> **Problem to solve**
Copy out the listing in full, exactly as written, but not its pictures.

_____

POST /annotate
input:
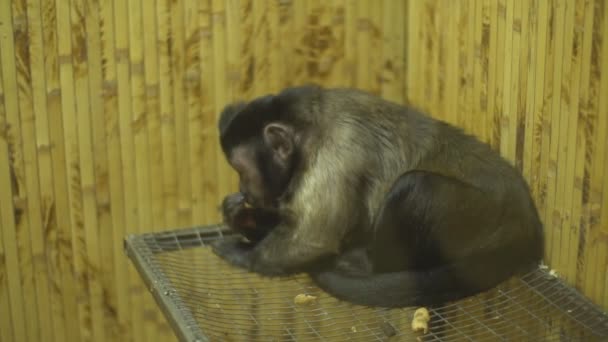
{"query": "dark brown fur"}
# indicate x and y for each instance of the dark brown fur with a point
(382, 204)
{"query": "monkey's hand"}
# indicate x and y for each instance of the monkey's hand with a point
(252, 223)
(234, 251)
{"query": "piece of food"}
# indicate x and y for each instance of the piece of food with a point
(421, 320)
(304, 299)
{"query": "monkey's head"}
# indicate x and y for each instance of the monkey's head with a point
(262, 142)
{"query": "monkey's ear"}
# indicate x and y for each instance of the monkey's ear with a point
(279, 137)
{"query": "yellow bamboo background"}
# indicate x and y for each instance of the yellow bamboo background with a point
(108, 112)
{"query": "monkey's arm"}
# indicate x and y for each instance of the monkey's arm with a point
(279, 253)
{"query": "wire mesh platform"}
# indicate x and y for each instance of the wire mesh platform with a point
(205, 299)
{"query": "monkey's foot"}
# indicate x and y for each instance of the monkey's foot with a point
(234, 251)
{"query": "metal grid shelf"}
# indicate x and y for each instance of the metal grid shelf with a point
(205, 299)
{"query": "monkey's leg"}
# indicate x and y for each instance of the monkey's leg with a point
(438, 239)
(279, 253)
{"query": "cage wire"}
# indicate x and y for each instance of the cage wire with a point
(205, 299)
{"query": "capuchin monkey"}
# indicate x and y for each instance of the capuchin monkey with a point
(382, 205)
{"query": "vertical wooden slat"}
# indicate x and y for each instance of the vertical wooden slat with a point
(394, 51)
(138, 121)
(209, 139)
(560, 144)
(105, 322)
(578, 227)
(71, 163)
(552, 220)
(534, 71)
(127, 153)
(471, 122)
(6, 314)
(194, 118)
(522, 26)
(53, 184)
(184, 208)
(83, 47)
(363, 32)
(167, 112)
(24, 162)
(507, 136)
(40, 161)
(152, 104)
(220, 96)
(121, 304)
(596, 242)
(493, 72)
(602, 282)
(451, 80)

_____

> **Expected answer**
POST /annotate
input:
{"query": "dark brown fur"}
# indicate x and y for each instance of the dark brown fur with a point
(382, 204)
{"query": "monkey's hand"}
# indicate x and y for each instance of the monkey's hand with a point
(252, 223)
(234, 251)
{"query": "piece of food"}
# indicate x and y for each instance of the piece of food with a point
(421, 320)
(304, 299)
{"query": "monkey's head"}
# indicate x and y for each instance of the monkey's head with a point
(262, 142)
{"query": "monkey's ear"}
# indicate x and y for each instance of the monkey's ear with a point
(279, 137)
{"query": "yellow bamboo background"}
# indicate x and y for each instance of the yellow bamboo background with a point
(108, 112)
{"query": "monkey's arm"}
# indicate x and y for each instance of the monkey's arm with a point
(279, 253)
{"query": "wire mesh platform"}
# indicate x and y for each instance of the wire mesh platform with a point
(205, 299)
{"query": "monkey's foot"}
# indicate x and y for each instance of the monkey's foot with a point
(234, 251)
{"query": "metal grid shelf"}
# indicate x and y for each instance of the metal grid shelf with a point
(205, 299)
{"query": "monkey's leg"}
# indicate x and y for each instance of the monkey's leg with a point
(438, 239)
(279, 253)
{"query": "cage wire"}
# indicate x and y for each instance of the cage wire with a point
(205, 299)
{"query": "capuchin monkey"}
# indicate x and y for each instance of the capuchin monkey with a point
(382, 205)
{"query": "vertical wooden slat"}
# indicate x and y for each instance of the vertical wooden slat with a point
(394, 51)
(138, 121)
(209, 139)
(560, 144)
(105, 322)
(578, 227)
(71, 163)
(552, 220)
(534, 71)
(127, 153)
(471, 122)
(6, 314)
(194, 118)
(522, 26)
(53, 184)
(184, 208)
(83, 47)
(363, 32)
(167, 112)
(24, 162)
(507, 136)
(40, 161)
(152, 104)
(220, 96)
(121, 304)
(596, 242)
(493, 72)
(602, 282)
(451, 80)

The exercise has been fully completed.